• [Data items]
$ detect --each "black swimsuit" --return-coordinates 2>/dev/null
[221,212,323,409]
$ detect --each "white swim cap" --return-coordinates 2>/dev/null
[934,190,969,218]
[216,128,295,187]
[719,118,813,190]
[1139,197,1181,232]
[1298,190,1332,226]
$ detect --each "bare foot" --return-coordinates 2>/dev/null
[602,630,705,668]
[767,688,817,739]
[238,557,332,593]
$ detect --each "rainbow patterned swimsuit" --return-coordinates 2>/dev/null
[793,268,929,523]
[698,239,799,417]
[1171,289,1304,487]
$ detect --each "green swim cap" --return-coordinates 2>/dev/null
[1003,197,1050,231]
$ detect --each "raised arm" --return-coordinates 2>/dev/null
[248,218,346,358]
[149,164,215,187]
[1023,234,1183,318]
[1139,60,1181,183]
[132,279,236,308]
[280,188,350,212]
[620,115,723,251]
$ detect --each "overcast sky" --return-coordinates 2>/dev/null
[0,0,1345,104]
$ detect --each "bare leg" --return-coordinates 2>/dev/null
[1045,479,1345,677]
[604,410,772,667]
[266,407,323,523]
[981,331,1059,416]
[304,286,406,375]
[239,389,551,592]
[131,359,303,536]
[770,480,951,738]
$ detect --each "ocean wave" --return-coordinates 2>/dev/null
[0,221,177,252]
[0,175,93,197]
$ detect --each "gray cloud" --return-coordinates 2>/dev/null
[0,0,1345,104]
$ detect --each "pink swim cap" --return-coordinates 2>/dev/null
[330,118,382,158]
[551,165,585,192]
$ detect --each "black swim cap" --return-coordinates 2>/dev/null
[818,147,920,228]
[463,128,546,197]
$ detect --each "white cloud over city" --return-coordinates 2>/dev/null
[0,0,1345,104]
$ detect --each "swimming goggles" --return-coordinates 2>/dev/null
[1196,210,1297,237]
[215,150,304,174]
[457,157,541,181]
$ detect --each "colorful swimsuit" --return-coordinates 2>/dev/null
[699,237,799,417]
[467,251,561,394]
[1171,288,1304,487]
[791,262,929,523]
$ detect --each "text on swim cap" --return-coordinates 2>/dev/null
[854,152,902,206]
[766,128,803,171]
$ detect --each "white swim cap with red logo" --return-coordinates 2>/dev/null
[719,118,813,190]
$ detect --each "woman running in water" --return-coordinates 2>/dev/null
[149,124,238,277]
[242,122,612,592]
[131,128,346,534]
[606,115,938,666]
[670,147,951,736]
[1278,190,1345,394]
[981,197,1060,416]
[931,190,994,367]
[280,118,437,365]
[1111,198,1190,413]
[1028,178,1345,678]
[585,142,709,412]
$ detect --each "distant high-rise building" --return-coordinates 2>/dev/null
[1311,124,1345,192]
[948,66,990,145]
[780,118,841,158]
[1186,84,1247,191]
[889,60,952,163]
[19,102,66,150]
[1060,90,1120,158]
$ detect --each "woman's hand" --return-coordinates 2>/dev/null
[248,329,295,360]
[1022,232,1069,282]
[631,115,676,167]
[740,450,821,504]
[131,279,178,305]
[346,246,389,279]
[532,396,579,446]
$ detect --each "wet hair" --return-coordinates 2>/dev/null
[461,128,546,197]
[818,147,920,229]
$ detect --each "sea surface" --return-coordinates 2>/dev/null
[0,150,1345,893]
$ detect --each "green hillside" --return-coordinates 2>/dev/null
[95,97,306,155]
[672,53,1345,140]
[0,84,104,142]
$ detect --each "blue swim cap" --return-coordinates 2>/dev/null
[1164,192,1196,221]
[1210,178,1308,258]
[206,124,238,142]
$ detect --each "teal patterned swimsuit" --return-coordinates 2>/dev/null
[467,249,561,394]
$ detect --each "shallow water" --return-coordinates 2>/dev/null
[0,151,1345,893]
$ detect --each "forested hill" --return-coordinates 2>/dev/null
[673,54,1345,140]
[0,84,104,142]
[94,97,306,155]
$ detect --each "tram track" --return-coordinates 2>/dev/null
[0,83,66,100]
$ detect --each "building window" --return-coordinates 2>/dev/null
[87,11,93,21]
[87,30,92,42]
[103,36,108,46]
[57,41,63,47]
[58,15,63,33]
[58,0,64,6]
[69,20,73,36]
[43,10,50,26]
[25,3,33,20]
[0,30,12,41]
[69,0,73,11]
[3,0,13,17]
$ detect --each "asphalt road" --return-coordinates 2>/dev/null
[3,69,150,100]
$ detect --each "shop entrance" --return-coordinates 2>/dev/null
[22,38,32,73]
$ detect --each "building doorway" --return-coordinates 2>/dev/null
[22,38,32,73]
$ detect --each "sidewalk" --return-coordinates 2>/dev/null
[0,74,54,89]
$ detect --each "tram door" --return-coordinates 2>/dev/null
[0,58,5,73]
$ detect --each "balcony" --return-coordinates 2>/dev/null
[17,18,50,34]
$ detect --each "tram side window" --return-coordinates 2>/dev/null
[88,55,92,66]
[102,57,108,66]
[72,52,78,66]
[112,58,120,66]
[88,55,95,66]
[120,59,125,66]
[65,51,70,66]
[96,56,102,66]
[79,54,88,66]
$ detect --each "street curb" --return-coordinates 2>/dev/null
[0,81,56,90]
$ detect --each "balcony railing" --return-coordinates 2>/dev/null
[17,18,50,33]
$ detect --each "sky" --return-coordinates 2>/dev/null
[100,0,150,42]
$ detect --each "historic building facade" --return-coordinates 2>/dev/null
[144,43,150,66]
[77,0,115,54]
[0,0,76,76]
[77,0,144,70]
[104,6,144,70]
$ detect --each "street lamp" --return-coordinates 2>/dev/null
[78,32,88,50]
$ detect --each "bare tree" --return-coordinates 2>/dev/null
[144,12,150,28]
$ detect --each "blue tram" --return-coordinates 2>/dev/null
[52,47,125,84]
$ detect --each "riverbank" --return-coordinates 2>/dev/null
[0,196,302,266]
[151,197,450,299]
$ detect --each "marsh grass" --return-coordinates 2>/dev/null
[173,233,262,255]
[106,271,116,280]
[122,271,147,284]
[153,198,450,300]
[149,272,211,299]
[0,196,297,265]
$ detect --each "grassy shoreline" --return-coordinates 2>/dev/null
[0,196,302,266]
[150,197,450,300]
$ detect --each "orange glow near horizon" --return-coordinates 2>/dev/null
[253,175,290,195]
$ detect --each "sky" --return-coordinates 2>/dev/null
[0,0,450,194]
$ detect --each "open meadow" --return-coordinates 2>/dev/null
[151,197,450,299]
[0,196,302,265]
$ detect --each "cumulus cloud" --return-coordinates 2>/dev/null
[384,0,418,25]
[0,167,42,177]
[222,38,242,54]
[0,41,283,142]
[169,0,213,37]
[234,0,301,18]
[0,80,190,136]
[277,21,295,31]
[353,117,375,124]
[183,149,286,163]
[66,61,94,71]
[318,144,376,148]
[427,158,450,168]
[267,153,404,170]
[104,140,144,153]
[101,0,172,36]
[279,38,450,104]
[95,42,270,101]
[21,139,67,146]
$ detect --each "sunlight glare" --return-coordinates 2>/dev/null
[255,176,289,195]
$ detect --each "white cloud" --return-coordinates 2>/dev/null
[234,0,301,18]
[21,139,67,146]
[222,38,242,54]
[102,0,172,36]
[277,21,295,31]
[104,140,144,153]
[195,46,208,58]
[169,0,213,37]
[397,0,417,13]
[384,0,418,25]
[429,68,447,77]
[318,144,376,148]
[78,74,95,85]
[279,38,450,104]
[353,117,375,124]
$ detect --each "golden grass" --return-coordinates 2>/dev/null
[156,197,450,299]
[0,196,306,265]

• [Do this] Retype every row above, line for line, without changing anything.

• [The output]
$ detect --each "black swimsuit" --return-coordinates 2>/dev/null
[221,212,323,409]
$ detect --each "white swim cap" --return-coordinates 2>/dev/null
[934,190,969,218]
[216,128,295,187]
[719,118,813,190]
[1139,197,1181,232]
[1298,190,1332,226]
$ detect --each "bare foot" --return-coordinates 2>/dev/null
[602,630,705,668]
[767,688,817,739]
[238,557,332,593]
$ detect --each "rainbow patterned swimsuit" --return-coordinates 2>/dev/null
[793,268,929,523]
[698,239,799,417]
[1171,289,1304,487]
$ detect --each "green swim cap" --return-coordinates 2>/dev/null
[1003,197,1050,231]
$ detect --each "raised arm" --return-coordinates 2>/dev/null
[248,218,346,358]
[149,164,215,187]
[1023,234,1183,318]
[1139,60,1181,183]
[132,279,236,308]
[280,188,350,212]
[620,115,723,251]
$ detect --each "overcast sky" --return-coordinates 2>/dev/null
[0,0,1345,104]
$ detect --each "bare leg" --return-coordinates 2>/dev/null
[1045,479,1345,677]
[604,410,772,667]
[266,407,323,523]
[981,331,1059,416]
[304,286,406,375]
[239,389,551,592]
[131,359,303,536]
[770,480,951,738]
$ detect --each "ocean wave" --return-coordinates 2>/dev/null
[0,221,177,252]
[0,175,93,197]
$ detect --each "gray cloud" --return-coordinates 2>/dev/null
[0,0,1345,104]
$ detect --each "pink swim cap" --return-coordinates 2>/dev/null
[330,118,382,158]
[551,165,585,192]
$ detect --each "black swim cap" --return-coordinates 2>/dev/null
[818,147,920,228]
[463,128,546,197]
$ detect --each "white cloud over city" --return-coordinates 2>/dev/null
[0,0,1345,104]
$ detect --each "swimming goggles" --return-coordinates 2>/dev/null
[1196,210,1297,237]
[215,150,304,174]
[457,157,541,181]
$ detect --each "colorful swimsuit" --return-coordinates 2>/dev/null
[699,237,799,417]
[467,251,561,394]
[1171,288,1304,487]
[791,262,929,523]
$ detect --each "text on swim cap" --return-coordinates 2>/dev/null
[854,152,902,206]
[766,128,803,171]
$ detect --each "white swim cap with red logo" --return-coordinates 2>/dev/null
[719,118,813,190]
$ detect --each "woman running in water" --return-coordinates 2>/dev/null
[149,124,238,277]
[242,122,612,592]
[131,128,346,534]
[606,115,938,666]
[670,147,951,736]
[1278,190,1345,394]
[981,197,1060,416]
[931,190,994,367]
[280,118,437,365]
[1111,198,1190,413]
[1028,178,1345,678]
[585,142,709,412]
$ detect --each "distant high-rise building" --return-coordinates 2>/dev/null
[1311,124,1345,192]
[948,66,990,145]
[780,118,841,158]
[1186,84,1247,191]
[889,60,952,163]
[19,102,66,150]
[1060,90,1120,158]
$ detect --each "woman's hand" --return-coordinates 2>/dev/null
[248,329,295,360]
[1022,232,1069,282]
[631,115,676,167]
[740,450,821,504]
[131,279,178,305]
[346,246,389,279]
[532,396,579,446]
$ detect --each "wet hair" --return-coordinates 2>/dev/null
[461,128,546,197]
[818,147,920,229]
$ detect --each "sea surface" --return-coordinates 2>/dev/null
[0,150,1345,893]
$ detect --each "green hillside" --return-coordinates 2>/dev/null
[95,97,306,155]
[672,53,1345,140]
[0,84,104,142]
$ detect --each "blue swim cap" --return-coordinates 2>/dev/null
[1164,192,1196,221]
[1210,178,1308,258]
[206,124,238,142]
$ detect --each "teal patterned swimsuit" --return-coordinates 2>/dev/null
[467,249,561,394]
$ detect --each "shallow water" --return-coordinates 2>/dev/null
[0,151,1345,893]
$ detect --each "forested hill" --return-coordinates 2>/dev/null
[673,54,1345,140]
[0,84,104,142]
[94,97,306,155]
$ detect --each "tram track" --return-coordinates 2>/dev/null
[0,83,66,100]
$ detect --each "building window" --return-coordinates 2>/dev/null
[87,11,93,21]
[87,30,92,42]
[103,36,108,46]
[57,41,63,47]
[58,15,63,33]
[58,0,64,6]
[69,20,73,36]
[43,10,50,26]
[25,3,33,20]
[0,30,12,41]
[69,0,73,11]
[3,0,13,17]
$ detect --each "asphalt road" --return-coordinates 2>/dev/null
[3,69,150,100]
$ detect --each "shop entrance" --return-coordinates 2>/dev/null
[22,38,32,73]
$ detect --each "building doorway" --return-coordinates 2>/dev/null
[22,38,32,73]
$ detect --each "sidewalk" --return-coordinates 2>/dev/null
[0,74,54,89]
$ detect --each "tram door" --return-coordinates 2>/dev/null
[0,58,5,73]
$ detect --each "balcony" --return-coordinates 2>/dev/null
[17,18,50,34]
$ detect --each "tram side window" --return-coordinates 2>/dev/null
[88,55,92,66]
[102,57,108,66]
[72,52,78,66]
[112,58,120,66]
[88,55,95,66]
[120,59,125,66]
[65,51,70,66]
[96,56,102,66]
[79,54,88,66]
$ detect --each "street curb" --return-coordinates 2>/dev/null
[0,81,56,90]
$ detect --each "balcony railing" --return-coordinates 2>/dev/null
[17,18,50,33]
$ detect --each "sky" --return-coordinates 2>/dev/null
[100,0,150,42]
$ detect --each "historic building facade" --return-coordinates 2>/dev/null
[144,43,150,66]
[77,0,115,54]
[0,0,76,76]
[77,0,144,70]
[104,6,144,70]
$ detect --each "street lamp" --return-coordinates 2>/dev/null
[78,32,88,50]
$ detect --each "bare tree" --return-coordinates 2>/dev/null
[144,12,150,28]
$ detect --each "blue tram" --return-coordinates 2>/dev/null
[52,47,125,84]
$ detect --each "riverbank" --return-coordinates 2>/dev/null
[0,196,302,266]
[151,197,450,299]
$ detect --each "marsh grass" --return-coordinates 2>/dev/null
[173,233,262,255]
[106,271,116,280]
[122,271,147,284]
[153,198,450,300]
[149,272,211,299]
[0,196,297,265]
$ detect --each "grassy shoreline" --return-coordinates 2>/dev/null
[0,196,302,266]
[150,197,450,300]
$ detect --each "orange glow near horizon" --return-coordinates 2>/dev/null
[253,175,290,195]
$ detect --each "sky" --return-coordinates 2>/dev/null
[0,0,450,194]
$ detect --each "open meadow" --return-coordinates 2>/dev/null
[151,197,450,299]
[0,196,302,265]
$ detect --each "cumulus cloud" --return-coordinates 2>/dev/null
[384,0,418,25]
[0,167,42,177]
[222,38,242,54]
[0,41,283,142]
[169,0,213,37]
[234,0,301,18]
[0,80,190,136]
[277,21,295,31]
[353,117,375,124]
[183,149,286,163]
[66,61,94,71]
[318,144,376,148]
[427,158,450,168]
[267,153,404,170]
[104,140,144,153]
[101,0,172,36]
[279,38,450,104]
[95,42,270,101]
[21,139,67,146]
$ detect --each "sunlight glare" --return-coordinates 2>/dev/null
[255,176,289,195]
$ detect --each "white cloud" --return-coordinates 2>/dev/null
[234,0,301,18]
[21,139,67,146]
[222,38,242,54]
[102,0,172,36]
[277,21,295,31]
[104,140,144,153]
[195,46,208,58]
[169,0,213,37]
[397,0,417,13]
[384,0,418,25]
[429,68,447,77]
[318,144,376,148]
[78,74,95,85]
[279,38,450,104]
[353,117,375,124]
$ detect --each "golden grass" --return-coordinates 2>/dev/null
[156,197,450,299]
[0,196,306,265]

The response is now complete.